Provided material:
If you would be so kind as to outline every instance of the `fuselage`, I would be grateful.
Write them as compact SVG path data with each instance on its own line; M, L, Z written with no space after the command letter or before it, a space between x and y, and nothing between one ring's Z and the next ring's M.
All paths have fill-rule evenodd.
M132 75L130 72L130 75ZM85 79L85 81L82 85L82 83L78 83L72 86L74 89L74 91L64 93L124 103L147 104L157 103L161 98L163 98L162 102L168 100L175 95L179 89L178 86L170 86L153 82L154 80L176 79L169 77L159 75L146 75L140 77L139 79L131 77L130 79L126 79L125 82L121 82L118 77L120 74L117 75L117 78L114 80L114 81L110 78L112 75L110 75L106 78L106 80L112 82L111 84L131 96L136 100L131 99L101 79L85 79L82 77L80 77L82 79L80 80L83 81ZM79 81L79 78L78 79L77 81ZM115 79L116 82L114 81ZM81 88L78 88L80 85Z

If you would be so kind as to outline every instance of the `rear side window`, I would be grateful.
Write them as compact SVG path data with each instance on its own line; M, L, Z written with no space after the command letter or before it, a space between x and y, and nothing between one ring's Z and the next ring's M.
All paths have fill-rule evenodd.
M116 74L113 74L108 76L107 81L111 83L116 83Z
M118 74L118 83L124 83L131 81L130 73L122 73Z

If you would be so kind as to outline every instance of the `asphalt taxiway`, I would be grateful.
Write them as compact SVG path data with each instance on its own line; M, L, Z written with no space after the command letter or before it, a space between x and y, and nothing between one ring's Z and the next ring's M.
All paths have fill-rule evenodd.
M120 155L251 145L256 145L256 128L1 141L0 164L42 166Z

Given instruction: Return all of the entries word for word.

Task solution:
If you would be so kind as to outline every instance of the `fuselage`, I would be grateful.
Write them as compact SVG path data with each instance on its own line; M, L, Z written with no space after the command letter or before it, a space between x and y, and nothing between one ring's Z and the next ring's M.
All paths have fill-rule evenodd.
M132 75L130 72L130 75ZM85 79L85 81L82 85L82 83L78 83L72 86L74 89L74 91L64 93L124 103L147 104L157 103L161 98L163 98L162 102L168 100L175 95L179 89L178 86L170 86L153 82L154 80L176 79L169 77L159 75L146 75L140 77L139 79L131 77L130 79L126 79L125 82L121 82L118 77L120 74L117 75L117 78L114 80L114 81L110 78L112 75L110 75L106 78L106 80L112 82L111 84L131 96L136 100L131 99L101 79L85 79L82 77L80 77L82 79L80 80L83 81ZM79 81L79 78L78 79L77 81ZM115 79L116 82L114 81ZM81 88L78 88L80 85Z

If you would be so kind as to outline every instance of the `rear side window`, I would be grateful.
Write them as compact SVG path data with each instance on its own line; M, L, Z written with no space after the command letter or before it, a space between x and y, and nothing between one ring's Z and the next ring's M.
All paths have fill-rule evenodd.
M116 74L113 74L108 76L107 81L111 83L116 83Z
M118 74L118 83L124 83L131 81L130 73L122 73Z

If you would be so kind as to outline every instance of the `asphalt taxiway`, I would be grateful.
Write them as compact SVG path data with each instance on its own line; M, L, Z written with no space after the command letter or before it, a space between x and y, and nothing between one ring's Z and the next ring's M.
All paths have fill-rule evenodd.
M120 155L251 145L256 145L256 128L1 141L0 164L42 166Z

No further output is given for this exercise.